The New York Times, May 9, 1880, p.1:
THE DUTCH AND THEIR LAND.HOLLAND THROUGH A TELESCOPE. IN UTRECHT'S CATHEDRAL TOWER-- THE WHOLE COUNTRY AT A GLANCE-- THE INSPIRATIONS OF DUTCH ARTISTS-- CLEVES AND ITS BATHS.
UTRECHT, April 23--A calm, Spring day; the air soft and balmy as June. We are standing upon the platform of the cathedral tower of Utrecht. Above us play the silver chimes; higher still, in effigy, sits St. Martin on his horse, forming the weather-cock.
He may have sat so 800 years ago, for the church was finished in 1015. It is certain that the sculptured saint was there 200 years back, and rode through one of the fiercest storms that ever swept over Holland. The nave of Utrecht Cathedral fell in during that historic hurricane, Aug. 1, 1674. It was never restored. Therefore the tower stands alone, a wide, open, unoccupied space still separating it from the remainder of the church.
We have climbed 333 steps to reach the spot, from whence we gaze upon the splendid Gothic remnant of the famous cathedral.
Utrecht, the capital of the Dutch Province of that name, with its 60,000 inhabitants, is at my feet. The people moving here and there are pigmies in appearance. They are the representatives of men who were giants of intellect and courage.
Utrecht itself, under this clear Spring sky, is a city of Old-World houses, with red pointed roofs, not the dull color of a New England town, but a bright, rich, red, relieved here and there with a blue-slated Gothic gable.
There are gardens planned like geometric puzzles, variegated with patches of tulips, "a blaze of glory." Cherry trees in full blossom give you contrasts of pure white flowers.
A long, sparkling gleam of water cuts off one side of the town from the other. It is a bit of the old Rhine, now a canal crossed by many bridges. On its banks there are willows that droop to the margin of the silent highway. Also, there are houses that have their doors opening upon the water, as in Venice, with low arches that give out black shadows.
Moored by them are two flat bulky barges. One has a gilded prow that shines and burns in the sun. Look beyond that gilded barge on the other side of the bank! You will see a gray, grim tower, from which clumps of ivy are hanging in green luxuriance.
That is a relic of the Romans. They were here before Christ was born in Bethlehem. Many remains testify to the occupation of the site upon which these red houses below us are built.

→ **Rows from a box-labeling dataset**

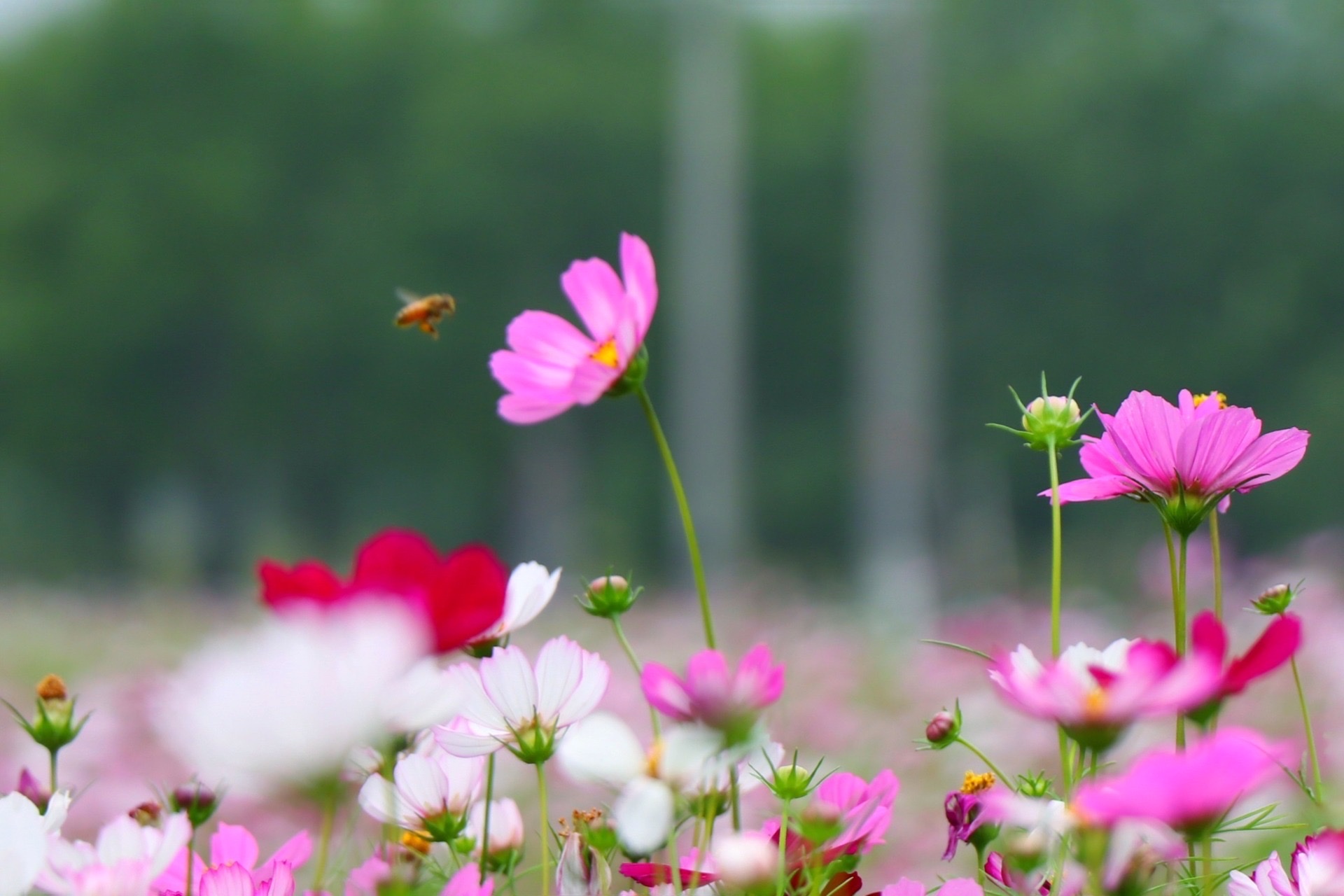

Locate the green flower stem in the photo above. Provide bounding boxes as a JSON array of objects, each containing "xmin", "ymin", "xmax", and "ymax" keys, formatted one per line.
[
  {"xmin": 634, "ymin": 383, "xmax": 715, "ymax": 650},
  {"xmin": 955, "ymin": 735, "xmax": 1017, "ymax": 792},
  {"xmin": 1289, "ymin": 657, "xmax": 1325, "ymax": 806},
  {"xmin": 1208, "ymin": 507, "xmax": 1223, "ymax": 622},
  {"xmin": 481, "ymin": 754, "xmax": 495, "ymax": 887},
  {"xmin": 535, "ymin": 762, "xmax": 551, "ymax": 896},
  {"xmin": 612, "ymin": 617, "xmax": 663, "ymax": 740}
]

→ **Problems to work on**
[A] Answer these from the Utrecht article:
(i) How many steps were climbed to reach the tower platform?
(ii) On what date did the nave of Utrecht Cathedral fall in?
(iii) How many inhabitants does Utrecht have?
[B] Quote the Utrecht article, starting with "We have climbed" and going on through "pure white flowers.".
[C] For each statement, say yes or no according to the Utrecht article, and quote the words that decide it.
(i) The church was finished in 1015.
(ii) The nave was restored after the hurricane.
(iii) St. Martin on his horse forms the weather-cock.

→ **Expected results**
[A]
(i) 333
(ii) Aug. 1, 1674
(iii) 60,000

[B]
We have climbed 333 steps to reach the spot, from whence we gaze upon the splendid Gothic remnant of the famous cathedral.
Utrecht, the capital of the Dutch Province of that name, with its 60,000 inhabitants, is at my feet. The people moving here and there are pigmies in appearance. They are the representatives of men who were giants of intellect and courage.
Utrecht itself, under this clear Spring sky, is a city of Old-World houses, with red pointed roofs, not the dull color of a New England town, but a bright, rich, red, relieved here and there with a blue-slated Gothic gable.
There are gardens planned like geometric puzzles, variegated with patches of tulips, "a blaze of glory." Cherry trees in full blossom give you contrasts of pure white flowers.

[C]
(i) Yes: "for the church was finished in 1015"
(ii) No: "It was never restored."
(iii) Yes: "sits St. Martin on his horse, forming the weather-cock"